What the task asks |
Gather every line of the data below that contains the word "marker", treating uppercase and lowercase letters as different.
+-------+
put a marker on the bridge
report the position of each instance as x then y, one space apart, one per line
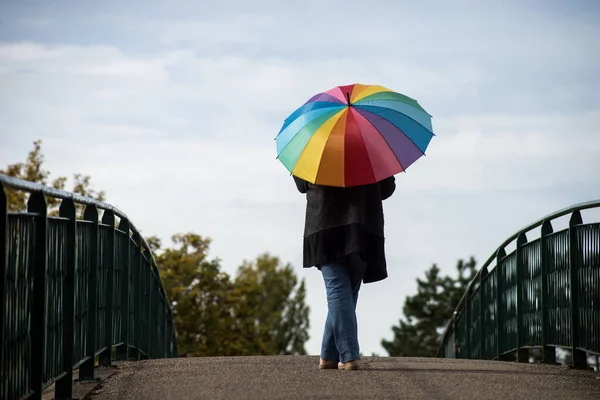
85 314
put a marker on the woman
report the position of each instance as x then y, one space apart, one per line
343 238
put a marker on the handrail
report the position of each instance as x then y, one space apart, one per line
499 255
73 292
+-------+
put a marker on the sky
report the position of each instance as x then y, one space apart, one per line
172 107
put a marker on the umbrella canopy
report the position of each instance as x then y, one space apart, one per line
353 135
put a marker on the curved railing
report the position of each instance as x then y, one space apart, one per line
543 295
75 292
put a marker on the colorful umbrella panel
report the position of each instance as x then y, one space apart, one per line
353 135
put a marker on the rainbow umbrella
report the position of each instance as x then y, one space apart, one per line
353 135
+-------+
Response to the task |
put a marker on the bridge
put a marker on the woman
put a marker on the handrail
put a marker on the sky
put a marker on the umbrella canopy
put a marker on the curved railing
put a marker on the colorful umbrella panel
put a marker on the rainbow umbrella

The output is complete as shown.